— start of MATERIAL PROVIDED —
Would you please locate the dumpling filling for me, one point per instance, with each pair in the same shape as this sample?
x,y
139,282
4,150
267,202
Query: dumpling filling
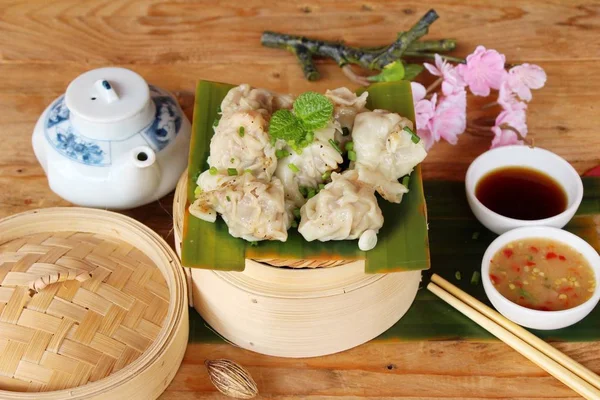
x,y
252,209
385,151
343,209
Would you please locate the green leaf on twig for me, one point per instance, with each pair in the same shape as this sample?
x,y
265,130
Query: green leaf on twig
x,y
391,72
411,71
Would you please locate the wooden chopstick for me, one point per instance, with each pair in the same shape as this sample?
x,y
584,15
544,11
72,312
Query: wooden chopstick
x,y
559,371
519,331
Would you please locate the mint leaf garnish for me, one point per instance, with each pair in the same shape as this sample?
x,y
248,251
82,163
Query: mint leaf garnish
x,y
313,109
284,125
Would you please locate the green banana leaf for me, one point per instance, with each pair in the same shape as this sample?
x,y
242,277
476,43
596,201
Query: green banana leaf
x,y
458,242
403,242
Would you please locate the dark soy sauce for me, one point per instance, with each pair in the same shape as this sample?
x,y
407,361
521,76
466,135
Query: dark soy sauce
x,y
521,193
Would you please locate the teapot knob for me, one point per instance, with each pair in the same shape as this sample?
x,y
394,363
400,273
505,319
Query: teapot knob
x,y
106,90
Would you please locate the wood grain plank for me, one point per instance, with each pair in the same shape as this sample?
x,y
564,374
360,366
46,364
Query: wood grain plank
x,y
392,369
44,45
159,31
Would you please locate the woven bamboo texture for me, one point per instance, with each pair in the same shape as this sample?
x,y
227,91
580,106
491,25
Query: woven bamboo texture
x,y
77,307
180,205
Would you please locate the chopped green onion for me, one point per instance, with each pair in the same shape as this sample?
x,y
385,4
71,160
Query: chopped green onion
x,y
281,153
475,278
406,181
413,135
293,167
335,146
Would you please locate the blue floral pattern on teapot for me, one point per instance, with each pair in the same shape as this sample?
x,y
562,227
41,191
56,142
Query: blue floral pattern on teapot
x,y
74,145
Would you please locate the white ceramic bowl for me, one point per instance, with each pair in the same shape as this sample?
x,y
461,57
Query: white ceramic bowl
x,y
523,156
533,318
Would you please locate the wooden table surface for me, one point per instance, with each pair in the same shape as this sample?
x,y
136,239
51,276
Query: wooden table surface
x,y
172,44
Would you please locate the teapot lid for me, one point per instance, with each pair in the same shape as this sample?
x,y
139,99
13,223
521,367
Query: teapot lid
x,y
107,95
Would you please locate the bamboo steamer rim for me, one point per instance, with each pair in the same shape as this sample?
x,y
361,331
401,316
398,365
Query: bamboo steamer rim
x,y
172,337
179,210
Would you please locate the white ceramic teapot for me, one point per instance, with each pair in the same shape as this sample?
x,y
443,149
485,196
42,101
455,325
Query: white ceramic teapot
x,y
112,141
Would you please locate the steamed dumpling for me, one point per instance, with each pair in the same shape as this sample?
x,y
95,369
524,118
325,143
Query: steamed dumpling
x,y
247,98
315,160
385,152
248,150
344,209
346,105
252,209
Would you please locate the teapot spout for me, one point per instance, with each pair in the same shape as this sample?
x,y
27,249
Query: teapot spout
x,y
140,176
143,157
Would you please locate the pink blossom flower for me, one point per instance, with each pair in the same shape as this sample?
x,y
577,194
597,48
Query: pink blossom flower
x,y
483,71
423,108
418,91
452,81
522,78
424,111
509,100
450,117
504,137
507,123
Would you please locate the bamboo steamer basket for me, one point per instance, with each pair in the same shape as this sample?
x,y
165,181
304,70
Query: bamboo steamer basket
x,y
296,312
93,305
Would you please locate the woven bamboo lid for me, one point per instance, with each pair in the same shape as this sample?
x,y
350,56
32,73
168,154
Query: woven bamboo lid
x,y
90,301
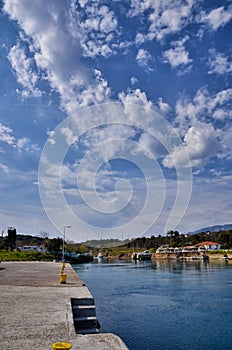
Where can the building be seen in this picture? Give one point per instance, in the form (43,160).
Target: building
(208,246)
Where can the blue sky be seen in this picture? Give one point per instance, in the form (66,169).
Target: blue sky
(115,116)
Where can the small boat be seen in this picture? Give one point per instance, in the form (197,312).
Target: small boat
(146,255)
(226,258)
(100,255)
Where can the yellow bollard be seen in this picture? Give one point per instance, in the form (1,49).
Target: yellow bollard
(61,346)
(63,277)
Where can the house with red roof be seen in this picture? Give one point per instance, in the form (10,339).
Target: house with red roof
(202,246)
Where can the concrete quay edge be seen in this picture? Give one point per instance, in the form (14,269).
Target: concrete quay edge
(36,309)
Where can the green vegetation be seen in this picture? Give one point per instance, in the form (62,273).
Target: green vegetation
(6,255)
(109,247)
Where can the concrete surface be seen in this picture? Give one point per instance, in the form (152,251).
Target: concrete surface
(36,308)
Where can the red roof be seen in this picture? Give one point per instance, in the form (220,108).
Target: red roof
(206,243)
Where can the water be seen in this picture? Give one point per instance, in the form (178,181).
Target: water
(163,305)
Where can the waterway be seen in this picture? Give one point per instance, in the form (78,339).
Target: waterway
(163,305)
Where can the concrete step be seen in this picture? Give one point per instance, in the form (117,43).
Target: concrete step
(87,331)
(82,301)
(86,323)
(83,310)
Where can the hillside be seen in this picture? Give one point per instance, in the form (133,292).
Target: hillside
(215,228)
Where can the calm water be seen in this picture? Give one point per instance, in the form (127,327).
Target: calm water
(163,305)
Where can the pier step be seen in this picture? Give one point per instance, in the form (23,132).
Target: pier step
(84,316)
(84,310)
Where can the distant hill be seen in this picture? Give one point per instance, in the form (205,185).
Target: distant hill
(215,228)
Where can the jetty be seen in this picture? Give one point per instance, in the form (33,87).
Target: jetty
(40,308)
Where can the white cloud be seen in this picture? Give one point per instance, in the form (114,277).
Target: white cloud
(4,168)
(5,134)
(177,56)
(133,80)
(163,106)
(143,57)
(45,26)
(218,17)
(218,63)
(201,141)
(204,106)
(24,72)
(166,17)
(100,29)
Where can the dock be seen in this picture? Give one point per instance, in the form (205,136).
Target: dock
(38,311)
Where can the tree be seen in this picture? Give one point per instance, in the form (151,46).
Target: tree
(54,245)
(11,238)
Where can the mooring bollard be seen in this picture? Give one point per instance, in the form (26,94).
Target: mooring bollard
(61,346)
(63,277)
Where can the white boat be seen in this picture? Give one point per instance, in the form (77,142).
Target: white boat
(146,255)
(100,255)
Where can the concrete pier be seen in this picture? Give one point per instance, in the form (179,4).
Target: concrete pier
(36,308)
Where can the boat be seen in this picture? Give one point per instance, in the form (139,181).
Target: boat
(146,255)
(100,257)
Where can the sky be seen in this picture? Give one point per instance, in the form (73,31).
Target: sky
(115,117)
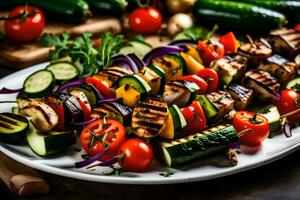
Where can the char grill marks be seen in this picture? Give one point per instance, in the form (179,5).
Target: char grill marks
(148,117)
(241,95)
(263,84)
(285,41)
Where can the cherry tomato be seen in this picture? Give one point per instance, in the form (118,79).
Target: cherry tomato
(27,29)
(210,50)
(98,134)
(211,77)
(59,109)
(230,43)
(138,155)
(103,89)
(194,117)
(288,102)
(257,123)
(145,20)
(198,80)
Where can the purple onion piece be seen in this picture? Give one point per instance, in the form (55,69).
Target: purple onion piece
(137,61)
(108,100)
(10,91)
(125,61)
(91,159)
(84,123)
(182,43)
(161,51)
(69,85)
(287,129)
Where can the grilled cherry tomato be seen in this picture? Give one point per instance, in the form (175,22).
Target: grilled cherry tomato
(257,123)
(59,109)
(230,43)
(25,24)
(194,117)
(136,155)
(103,89)
(96,136)
(211,77)
(145,20)
(289,101)
(198,80)
(210,50)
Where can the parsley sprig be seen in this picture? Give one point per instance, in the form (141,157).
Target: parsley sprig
(82,52)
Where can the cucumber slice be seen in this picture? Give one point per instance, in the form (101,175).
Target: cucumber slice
(39,84)
(63,71)
(273,116)
(197,146)
(140,49)
(136,82)
(13,128)
(51,143)
(179,121)
(209,110)
(293,82)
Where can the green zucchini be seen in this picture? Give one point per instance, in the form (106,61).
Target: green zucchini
(50,143)
(291,9)
(72,11)
(179,121)
(39,84)
(63,71)
(13,128)
(197,146)
(108,7)
(238,16)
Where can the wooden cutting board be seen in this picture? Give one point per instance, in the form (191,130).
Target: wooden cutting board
(18,56)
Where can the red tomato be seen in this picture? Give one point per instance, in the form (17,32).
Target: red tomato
(297,27)
(198,80)
(27,30)
(103,89)
(210,50)
(145,20)
(230,43)
(138,155)
(194,117)
(59,109)
(112,133)
(259,125)
(211,77)
(289,101)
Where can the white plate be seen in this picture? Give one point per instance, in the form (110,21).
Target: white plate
(214,167)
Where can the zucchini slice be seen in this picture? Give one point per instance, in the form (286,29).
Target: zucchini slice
(197,146)
(39,84)
(63,71)
(13,128)
(51,143)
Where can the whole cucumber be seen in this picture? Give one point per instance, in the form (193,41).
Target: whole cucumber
(71,11)
(108,7)
(291,9)
(238,16)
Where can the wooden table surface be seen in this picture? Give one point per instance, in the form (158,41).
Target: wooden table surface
(278,180)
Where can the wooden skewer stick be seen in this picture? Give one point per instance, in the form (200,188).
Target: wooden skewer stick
(290,113)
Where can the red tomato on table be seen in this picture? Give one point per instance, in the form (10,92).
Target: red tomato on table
(28,26)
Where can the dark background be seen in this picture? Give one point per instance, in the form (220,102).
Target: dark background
(278,180)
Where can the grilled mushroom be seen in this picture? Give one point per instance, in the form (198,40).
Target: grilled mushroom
(285,41)
(280,68)
(230,68)
(241,95)
(264,85)
(256,51)
(222,101)
(148,117)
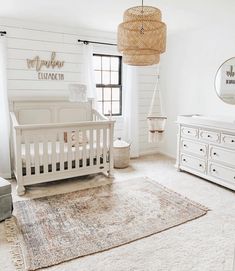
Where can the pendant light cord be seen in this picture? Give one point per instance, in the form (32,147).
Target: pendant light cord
(142,26)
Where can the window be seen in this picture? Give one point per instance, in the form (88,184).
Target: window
(108,83)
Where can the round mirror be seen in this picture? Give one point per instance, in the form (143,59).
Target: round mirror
(225,81)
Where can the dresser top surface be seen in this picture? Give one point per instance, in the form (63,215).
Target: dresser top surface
(218,122)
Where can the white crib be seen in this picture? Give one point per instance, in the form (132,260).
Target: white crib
(57,139)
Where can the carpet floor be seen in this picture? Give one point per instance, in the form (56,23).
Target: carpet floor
(205,244)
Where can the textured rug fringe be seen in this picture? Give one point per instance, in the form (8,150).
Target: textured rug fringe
(16,250)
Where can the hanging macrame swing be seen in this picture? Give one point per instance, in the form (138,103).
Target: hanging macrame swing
(156,118)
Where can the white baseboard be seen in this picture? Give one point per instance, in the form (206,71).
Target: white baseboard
(6,176)
(149,152)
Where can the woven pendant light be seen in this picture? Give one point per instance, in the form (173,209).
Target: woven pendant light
(142,36)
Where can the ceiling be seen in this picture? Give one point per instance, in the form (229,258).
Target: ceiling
(107,14)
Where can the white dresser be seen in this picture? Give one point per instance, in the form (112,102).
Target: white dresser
(206,147)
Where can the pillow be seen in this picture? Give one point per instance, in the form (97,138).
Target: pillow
(81,139)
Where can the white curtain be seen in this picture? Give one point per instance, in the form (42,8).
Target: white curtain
(130,112)
(89,74)
(5,167)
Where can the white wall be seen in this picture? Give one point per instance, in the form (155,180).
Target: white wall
(26,40)
(187,75)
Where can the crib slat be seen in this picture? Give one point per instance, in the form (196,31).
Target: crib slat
(27,157)
(91,144)
(53,152)
(104,146)
(45,155)
(61,139)
(69,149)
(84,148)
(77,151)
(36,156)
(98,147)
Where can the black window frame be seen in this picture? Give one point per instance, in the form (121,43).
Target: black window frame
(119,85)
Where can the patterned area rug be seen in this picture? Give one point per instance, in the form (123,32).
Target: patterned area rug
(58,228)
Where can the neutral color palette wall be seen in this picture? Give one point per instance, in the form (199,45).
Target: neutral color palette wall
(188,71)
(26,40)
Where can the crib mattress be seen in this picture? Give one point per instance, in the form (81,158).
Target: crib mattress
(65,153)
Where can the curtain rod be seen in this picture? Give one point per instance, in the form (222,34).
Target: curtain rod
(97,42)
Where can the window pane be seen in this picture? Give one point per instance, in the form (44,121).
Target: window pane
(107,108)
(115,107)
(98,77)
(107,94)
(114,77)
(115,94)
(106,63)
(105,78)
(114,63)
(97,62)
(99,94)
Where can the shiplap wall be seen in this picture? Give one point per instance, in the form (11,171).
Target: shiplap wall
(26,40)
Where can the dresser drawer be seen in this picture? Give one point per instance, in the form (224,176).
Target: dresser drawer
(221,172)
(193,163)
(209,136)
(189,132)
(193,147)
(222,155)
(228,140)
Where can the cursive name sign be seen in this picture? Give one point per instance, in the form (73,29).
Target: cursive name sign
(37,64)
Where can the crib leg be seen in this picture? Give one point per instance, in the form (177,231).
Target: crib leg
(110,173)
(20,190)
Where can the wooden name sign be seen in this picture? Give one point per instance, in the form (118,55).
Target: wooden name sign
(38,64)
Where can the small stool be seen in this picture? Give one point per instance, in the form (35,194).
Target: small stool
(5,199)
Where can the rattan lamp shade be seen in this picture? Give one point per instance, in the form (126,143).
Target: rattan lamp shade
(142,36)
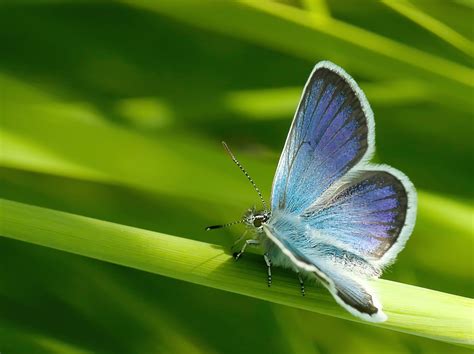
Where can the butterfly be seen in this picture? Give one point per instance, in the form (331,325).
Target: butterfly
(334,215)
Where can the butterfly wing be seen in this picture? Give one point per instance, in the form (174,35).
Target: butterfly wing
(333,213)
(332,132)
(371,213)
(307,253)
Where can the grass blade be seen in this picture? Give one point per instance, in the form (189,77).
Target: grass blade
(411,309)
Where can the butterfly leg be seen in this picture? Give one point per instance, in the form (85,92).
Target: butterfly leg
(239,239)
(269,268)
(247,243)
(301,282)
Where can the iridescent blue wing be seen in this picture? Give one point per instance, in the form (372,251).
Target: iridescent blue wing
(333,213)
(370,213)
(331,133)
(315,255)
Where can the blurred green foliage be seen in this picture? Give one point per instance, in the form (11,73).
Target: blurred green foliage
(116,110)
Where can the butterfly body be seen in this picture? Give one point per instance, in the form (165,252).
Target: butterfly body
(334,216)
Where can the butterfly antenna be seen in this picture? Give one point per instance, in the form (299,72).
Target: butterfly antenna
(246,175)
(213,227)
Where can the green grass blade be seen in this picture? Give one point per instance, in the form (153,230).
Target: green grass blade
(410,11)
(413,310)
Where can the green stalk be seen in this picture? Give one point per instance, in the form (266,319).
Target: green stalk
(410,309)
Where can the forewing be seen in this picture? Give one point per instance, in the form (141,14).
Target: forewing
(369,213)
(332,131)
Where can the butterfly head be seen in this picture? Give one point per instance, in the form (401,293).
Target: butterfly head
(256,219)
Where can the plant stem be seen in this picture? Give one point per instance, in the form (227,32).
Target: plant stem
(410,309)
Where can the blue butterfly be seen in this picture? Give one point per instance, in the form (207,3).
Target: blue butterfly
(333,215)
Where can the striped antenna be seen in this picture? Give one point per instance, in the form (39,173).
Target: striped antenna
(213,227)
(246,175)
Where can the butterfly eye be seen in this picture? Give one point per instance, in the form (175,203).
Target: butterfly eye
(257,222)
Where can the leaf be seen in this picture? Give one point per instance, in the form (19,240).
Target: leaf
(410,309)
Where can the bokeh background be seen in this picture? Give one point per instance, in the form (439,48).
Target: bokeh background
(116,111)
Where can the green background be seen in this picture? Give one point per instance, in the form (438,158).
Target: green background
(116,111)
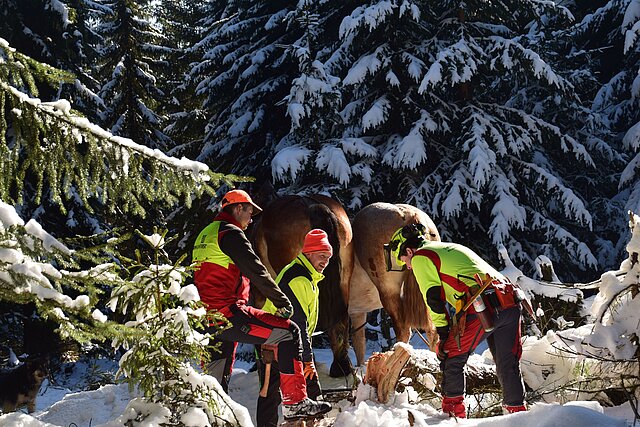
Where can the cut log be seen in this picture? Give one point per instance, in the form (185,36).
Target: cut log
(309,422)
(383,370)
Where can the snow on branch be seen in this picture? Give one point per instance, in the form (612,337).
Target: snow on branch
(454,65)
(573,205)
(508,54)
(65,151)
(289,161)
(374,15)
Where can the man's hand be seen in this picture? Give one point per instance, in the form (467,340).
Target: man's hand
(309,370)
(284,312)
(443,334)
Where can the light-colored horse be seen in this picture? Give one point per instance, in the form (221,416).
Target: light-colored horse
(372,286)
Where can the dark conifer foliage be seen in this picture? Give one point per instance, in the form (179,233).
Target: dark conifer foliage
(131,54)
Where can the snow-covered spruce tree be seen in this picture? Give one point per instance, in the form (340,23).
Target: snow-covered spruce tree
(84,91)
(310,149)
(247,70)
(183,24)
(71,162)
(49,32)
(129,58)
(164,317)
(36,268)
(461,104)
(75,159)
(611,33)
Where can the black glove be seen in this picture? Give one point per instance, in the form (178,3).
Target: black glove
(284,312)
(443,334)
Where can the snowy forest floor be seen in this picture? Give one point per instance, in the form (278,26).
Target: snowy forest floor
(63,405)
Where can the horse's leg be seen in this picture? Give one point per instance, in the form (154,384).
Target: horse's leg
(392,304)
(338,337)
(358,321)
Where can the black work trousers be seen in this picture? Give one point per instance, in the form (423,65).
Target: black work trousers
(267,410)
— end of MATERIAL PROVIDED —
# EXERCISE DETAILS
Output exactly the lines between the one containing "Where can the man's" and the final line above, both inclusive.

# COMPLETE ANSWER
Where can the man's hand be seen in this picture? Give one point per instance, in the form (467,340).
Target: man's hand
(309,370)
(284,312)
(443,334)
Where can the light-colored horse be seen in this picture? Give one point per instance, in the form (221,416).
Target: light-colored horse
(372,286)
Where can the dark conifer foliage be seen in this picture? Give one point per instance, in the form (179,233).
Target: dark conifer foliage
(131,54)
Where can the snow-covered spruce tree be seen in this picture? Give one point per instance, in the form (340,23).
Target: snow-covered spruce tree
(84,91)
(310,149)
(247,70)
(183,24)
(71,162)
(49,32)
(129,58)
(164,317)
(36,268)
(461,104)
(75,159)
(611,33)
Where can the black glove be seen in this picture? Give one point per instance, in the form (178,3).
Target: black glove
(284,312)
(443,334)
Where can the snowy forest floor be seen in this picture? Give one point per instance, in the form (278,26).
Target: snowy forest floor
(63,405)
Where can the horse's leg be seen in this picture? Give one point per instance, in the form (154,384).
Target: horse's leg
(392,304)
(338,337)
(358,321)
Where can the black work trousers be seen in this picture? Give one point per instance, in the form (423,65).
Target: black work trousers
(267,410)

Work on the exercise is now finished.